• _Dataset excerpts_
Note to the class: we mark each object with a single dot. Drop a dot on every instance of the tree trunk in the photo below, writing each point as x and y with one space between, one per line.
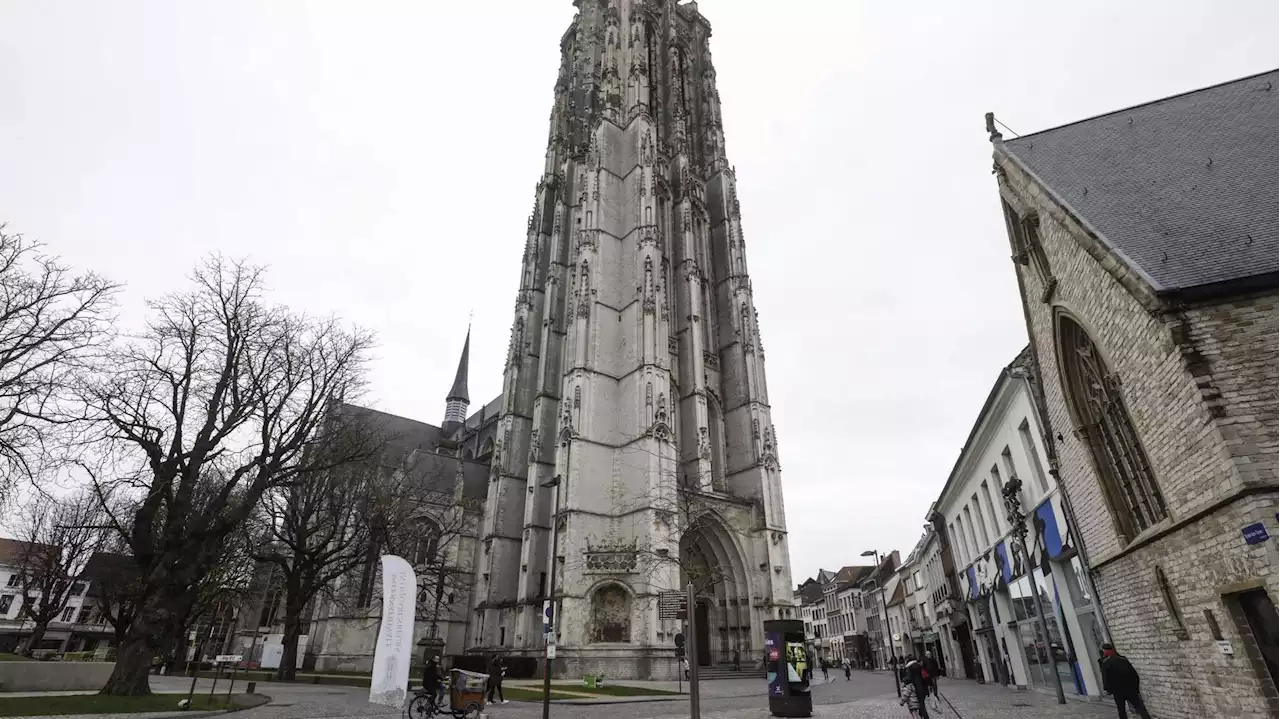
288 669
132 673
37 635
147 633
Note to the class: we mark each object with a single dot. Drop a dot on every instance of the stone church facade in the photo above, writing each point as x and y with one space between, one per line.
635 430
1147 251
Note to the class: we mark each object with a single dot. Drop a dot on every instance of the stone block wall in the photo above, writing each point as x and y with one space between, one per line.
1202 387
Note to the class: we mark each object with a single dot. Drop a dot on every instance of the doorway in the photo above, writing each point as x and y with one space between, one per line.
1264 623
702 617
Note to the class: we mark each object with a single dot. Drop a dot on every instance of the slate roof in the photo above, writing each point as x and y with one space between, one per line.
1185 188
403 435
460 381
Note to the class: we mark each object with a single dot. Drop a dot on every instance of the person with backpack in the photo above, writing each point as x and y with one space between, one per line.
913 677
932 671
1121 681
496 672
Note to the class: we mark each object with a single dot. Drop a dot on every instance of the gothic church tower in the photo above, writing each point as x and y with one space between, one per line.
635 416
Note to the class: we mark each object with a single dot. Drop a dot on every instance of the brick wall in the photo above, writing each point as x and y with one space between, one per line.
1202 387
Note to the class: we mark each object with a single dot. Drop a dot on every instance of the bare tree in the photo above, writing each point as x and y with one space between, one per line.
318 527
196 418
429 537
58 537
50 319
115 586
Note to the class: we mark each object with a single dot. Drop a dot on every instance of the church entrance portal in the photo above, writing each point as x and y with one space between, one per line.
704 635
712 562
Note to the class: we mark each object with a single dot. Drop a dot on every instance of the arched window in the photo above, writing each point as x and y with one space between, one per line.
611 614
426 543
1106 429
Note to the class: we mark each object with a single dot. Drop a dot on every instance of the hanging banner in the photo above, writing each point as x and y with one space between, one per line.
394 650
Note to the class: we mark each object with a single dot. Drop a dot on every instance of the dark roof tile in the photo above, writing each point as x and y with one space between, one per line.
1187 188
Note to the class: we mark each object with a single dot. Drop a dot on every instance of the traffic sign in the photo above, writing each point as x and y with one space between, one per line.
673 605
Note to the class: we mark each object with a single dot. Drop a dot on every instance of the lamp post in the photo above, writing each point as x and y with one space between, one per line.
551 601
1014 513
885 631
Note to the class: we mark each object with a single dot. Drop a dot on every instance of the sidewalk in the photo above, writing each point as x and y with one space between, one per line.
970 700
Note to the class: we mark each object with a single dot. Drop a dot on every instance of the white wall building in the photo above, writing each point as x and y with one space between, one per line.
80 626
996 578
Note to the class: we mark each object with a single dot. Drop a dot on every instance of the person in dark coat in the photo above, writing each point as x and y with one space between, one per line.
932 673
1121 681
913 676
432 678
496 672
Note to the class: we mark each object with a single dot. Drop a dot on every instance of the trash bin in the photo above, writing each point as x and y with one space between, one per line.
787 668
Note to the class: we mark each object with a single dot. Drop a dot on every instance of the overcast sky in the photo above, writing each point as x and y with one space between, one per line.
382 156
...
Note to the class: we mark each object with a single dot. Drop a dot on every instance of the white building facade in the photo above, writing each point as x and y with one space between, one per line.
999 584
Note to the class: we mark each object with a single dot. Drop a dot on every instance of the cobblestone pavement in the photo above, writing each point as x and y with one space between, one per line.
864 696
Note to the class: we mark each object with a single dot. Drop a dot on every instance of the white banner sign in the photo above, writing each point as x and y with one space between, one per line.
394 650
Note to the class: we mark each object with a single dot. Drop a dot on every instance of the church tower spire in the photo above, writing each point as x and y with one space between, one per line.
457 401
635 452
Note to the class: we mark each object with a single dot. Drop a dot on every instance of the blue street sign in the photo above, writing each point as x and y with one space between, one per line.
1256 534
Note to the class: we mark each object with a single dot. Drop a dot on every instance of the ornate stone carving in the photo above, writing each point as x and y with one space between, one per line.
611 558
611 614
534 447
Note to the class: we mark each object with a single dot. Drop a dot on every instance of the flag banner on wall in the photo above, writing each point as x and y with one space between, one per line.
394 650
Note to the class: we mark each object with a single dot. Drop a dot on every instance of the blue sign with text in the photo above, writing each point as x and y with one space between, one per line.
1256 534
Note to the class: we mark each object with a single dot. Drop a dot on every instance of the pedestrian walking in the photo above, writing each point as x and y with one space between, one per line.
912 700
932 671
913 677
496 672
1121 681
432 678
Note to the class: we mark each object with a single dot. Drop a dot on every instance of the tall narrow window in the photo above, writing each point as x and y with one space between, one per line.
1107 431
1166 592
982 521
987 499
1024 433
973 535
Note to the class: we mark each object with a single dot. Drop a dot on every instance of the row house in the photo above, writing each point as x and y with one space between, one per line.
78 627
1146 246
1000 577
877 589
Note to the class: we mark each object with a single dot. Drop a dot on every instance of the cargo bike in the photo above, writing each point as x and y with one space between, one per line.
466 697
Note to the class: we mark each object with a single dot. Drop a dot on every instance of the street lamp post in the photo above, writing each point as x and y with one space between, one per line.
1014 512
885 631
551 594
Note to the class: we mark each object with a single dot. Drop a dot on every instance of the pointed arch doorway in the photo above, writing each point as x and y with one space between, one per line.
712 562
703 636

• _What is asked_
Extract every line in the data above that contains the string "building". Treat uppercase and lowercase letters as different.

• _Full response_
Note to the class: we mark each object with a single dot. Drop a dot on every instance of the white wall building in the photo above, writing each point as x and y with one space between, one per line.
Note to the class: we mark each object with a single dot. Drop a dot on every instance of the white building facade in the photo above, writing each point as x and y with one space between, one per line.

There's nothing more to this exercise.